Return the lines below in which the string "rock" occurs.
Top of Data records
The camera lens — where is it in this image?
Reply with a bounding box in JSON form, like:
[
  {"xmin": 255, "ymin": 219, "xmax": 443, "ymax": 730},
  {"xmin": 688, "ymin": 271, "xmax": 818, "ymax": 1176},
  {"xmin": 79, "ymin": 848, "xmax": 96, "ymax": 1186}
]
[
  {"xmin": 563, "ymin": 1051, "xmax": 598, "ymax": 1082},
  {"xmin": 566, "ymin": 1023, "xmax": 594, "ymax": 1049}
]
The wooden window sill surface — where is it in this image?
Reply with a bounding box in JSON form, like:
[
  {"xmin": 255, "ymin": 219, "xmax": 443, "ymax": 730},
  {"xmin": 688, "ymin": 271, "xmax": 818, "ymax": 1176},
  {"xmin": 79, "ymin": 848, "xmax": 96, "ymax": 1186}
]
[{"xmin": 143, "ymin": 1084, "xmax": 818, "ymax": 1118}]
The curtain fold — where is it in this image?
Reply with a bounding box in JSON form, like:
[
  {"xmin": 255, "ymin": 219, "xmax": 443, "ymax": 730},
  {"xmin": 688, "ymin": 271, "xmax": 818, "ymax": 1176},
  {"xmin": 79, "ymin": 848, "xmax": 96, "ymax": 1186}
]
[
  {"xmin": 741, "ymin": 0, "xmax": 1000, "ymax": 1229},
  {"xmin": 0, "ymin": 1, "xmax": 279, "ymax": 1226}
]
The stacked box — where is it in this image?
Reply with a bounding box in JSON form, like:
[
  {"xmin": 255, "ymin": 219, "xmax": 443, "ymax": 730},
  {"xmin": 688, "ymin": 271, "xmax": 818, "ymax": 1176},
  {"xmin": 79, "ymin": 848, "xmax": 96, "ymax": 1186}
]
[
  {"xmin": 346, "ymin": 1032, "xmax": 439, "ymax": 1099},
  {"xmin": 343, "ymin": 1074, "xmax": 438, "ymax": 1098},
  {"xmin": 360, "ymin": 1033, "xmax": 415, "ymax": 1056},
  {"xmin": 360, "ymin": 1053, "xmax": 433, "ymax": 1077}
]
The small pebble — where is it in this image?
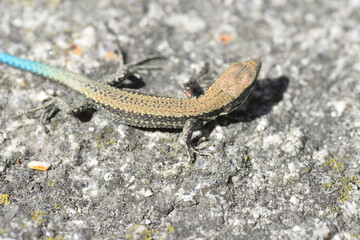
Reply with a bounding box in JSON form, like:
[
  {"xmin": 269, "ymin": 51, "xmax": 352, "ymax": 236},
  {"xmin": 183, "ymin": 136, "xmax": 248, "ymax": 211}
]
[{"xmin": 27, "ymin": 161, "xmax": 51, "ymax": 171}]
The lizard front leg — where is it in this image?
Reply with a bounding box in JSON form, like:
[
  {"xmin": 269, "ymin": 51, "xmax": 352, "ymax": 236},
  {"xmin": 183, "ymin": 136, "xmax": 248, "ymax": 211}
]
[{"xmin": 182, "ymin": 118, "xmax": 213, "ymax": 162}]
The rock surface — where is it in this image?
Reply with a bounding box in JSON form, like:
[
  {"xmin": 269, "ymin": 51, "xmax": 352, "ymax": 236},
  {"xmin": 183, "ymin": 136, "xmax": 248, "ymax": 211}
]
[{"xmin": 0, "ymin": 0, "xmax": 359, "ymax": 239}]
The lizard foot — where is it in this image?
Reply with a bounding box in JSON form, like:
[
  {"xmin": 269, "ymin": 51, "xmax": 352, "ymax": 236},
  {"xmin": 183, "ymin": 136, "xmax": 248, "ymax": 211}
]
[
  {"xmin": 187, "ymin": 145, "xmax": 214, "ymax": 163},
  {"xmin": 12, "ymin": 101, "xmax": 59, "ymax": 133}
]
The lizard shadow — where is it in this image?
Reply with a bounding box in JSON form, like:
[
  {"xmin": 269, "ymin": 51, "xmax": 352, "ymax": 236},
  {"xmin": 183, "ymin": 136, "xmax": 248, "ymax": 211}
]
[{"xmin": 199, "ymin": 76, "xmax": 290, "ymax": 140}]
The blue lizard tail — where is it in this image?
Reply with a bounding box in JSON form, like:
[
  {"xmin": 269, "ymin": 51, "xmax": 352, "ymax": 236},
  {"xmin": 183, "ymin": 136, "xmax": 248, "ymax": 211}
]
[
  {"xmin": 0, "ymin": 51, "xmax": 99, "ymax": 95},
  {"xmin": 0, "ymin": 51, "xmax": 59, "ymax": 78}
]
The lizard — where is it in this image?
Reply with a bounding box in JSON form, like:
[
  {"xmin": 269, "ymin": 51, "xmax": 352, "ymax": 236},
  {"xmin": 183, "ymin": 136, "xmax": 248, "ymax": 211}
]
[{"xmin": 0, "ymin": 51, "xmax": 261, "ymax": 161}]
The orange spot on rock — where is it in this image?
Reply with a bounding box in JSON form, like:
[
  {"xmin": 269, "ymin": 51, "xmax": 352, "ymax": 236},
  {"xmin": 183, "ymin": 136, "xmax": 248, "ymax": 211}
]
[
  {"xmin": 104, "ymin": 51, "xmax": 118, "ymax": 62},
  {"xmin": 69, "ymin": 45, "xmax": 84, "ymax": 56},
  {"xmin": 217, "ymin": 34, "xmax": 235, "ymax": 45}
]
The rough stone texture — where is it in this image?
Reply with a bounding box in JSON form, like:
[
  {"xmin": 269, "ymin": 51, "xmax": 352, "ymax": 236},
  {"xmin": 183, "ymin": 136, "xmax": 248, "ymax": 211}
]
[{"xmin": 0, "ymin": 0, "xmax": 359, "ymax": 239}]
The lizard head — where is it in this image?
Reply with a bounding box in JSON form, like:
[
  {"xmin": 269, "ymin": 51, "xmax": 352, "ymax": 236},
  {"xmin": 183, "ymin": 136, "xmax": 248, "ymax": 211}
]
[{"xmin": 214, "ymin": 58, "xmax": 261, "ymax": 113}]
Bottom of Data records
» **Response to the exercise**
The rock surface — where is it in this image?
The orange spot on rock — where is it in this image?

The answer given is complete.